## Excerpt to read
[Start of Attachment]
The Birth of Everything
As is common to so many creation myths, everything begins in a state of chaos. In this chaos was heard the sound of particles moving. Light and the lightest particles drifted up and formed the upper layers of the universe. Light was at the very top, below that the lighter particles formed the clouds and Heaven, while the heavier particles settled and formed the Earth.
I Yasumaro say: Now when chaos had begun to condense, but force and form were not yet manifest, and there was nought named, nought done, who could know its shape? Nevertheless Heaven and Earth first parted, and the Three Deities performed the commencement of creation; the Passive and Active Essences then developed, and the Two Spirits became the ancestors of all things.
The first three deities are the Master-of-the August-Center-of-Heaven, the High-August-Producing-Wondrous-Deity and the Divine-Producing-Wondrous-Deity.
[End of Attachment]
## Supplied entries
[Start of Attachment]
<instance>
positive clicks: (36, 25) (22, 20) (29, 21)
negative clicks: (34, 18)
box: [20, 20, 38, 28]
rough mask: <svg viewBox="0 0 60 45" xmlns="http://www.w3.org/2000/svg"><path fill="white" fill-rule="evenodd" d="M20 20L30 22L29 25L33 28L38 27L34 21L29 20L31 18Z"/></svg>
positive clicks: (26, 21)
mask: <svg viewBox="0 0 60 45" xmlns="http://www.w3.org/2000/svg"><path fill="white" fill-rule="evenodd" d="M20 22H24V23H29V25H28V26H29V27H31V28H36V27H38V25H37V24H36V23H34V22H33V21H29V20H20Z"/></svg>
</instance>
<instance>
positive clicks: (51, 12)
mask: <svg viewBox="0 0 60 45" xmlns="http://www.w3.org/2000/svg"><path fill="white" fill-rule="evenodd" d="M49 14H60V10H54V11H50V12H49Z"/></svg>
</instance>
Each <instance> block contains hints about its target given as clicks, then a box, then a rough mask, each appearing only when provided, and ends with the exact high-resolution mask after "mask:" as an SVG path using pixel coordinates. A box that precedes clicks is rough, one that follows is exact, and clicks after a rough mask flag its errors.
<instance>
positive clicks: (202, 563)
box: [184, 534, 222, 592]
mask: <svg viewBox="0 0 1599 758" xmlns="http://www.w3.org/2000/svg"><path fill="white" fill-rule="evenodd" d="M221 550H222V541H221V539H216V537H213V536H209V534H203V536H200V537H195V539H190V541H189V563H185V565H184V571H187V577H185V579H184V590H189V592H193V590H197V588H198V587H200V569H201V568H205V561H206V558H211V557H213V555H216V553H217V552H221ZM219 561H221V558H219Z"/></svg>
[End of Attachment]
## Tasks to perform
(1) In the creation myth excerpt:
(a) What did light and the lightest particles form when they drifted up?
(b) Who performed the commencement of creation?
(c) Which deity is named first among the first three deities?
(2) Could you revise the creation myth excerpt, everything from "The Birth of" down to "of all things.", with "disorder" in place of "chaos"?
These rows come from a separate source, not from the creation myth excerpt.

## Replies
(1)
(a) The upper layers of the universe
(b) The Three Deities
(c) The Master-of-the August-Center-of-Heaven

(2)
The Birth of Everything
As is common to so many creation myths, everything begins in a state of disorder. In this disorder was heard the sound of particles moving. Light and the lightest particles drifted up and formed the upper layers of the universe. Light was at the very top, below that the lighter particles formed the clouds and Heaven, while the heavier particles settled and formed the Earth.
I Yasumaro say: Now when disorder had begun to condense, but force and form were not yet manifest, and there was nought named, nought done, who could know its shape? Nevertheless Heaven and Earth first parted, and the Three Deities performed the commencement of creation; the Passive and Active Essences then developed, and the Two Spirits became the ancestors of all things.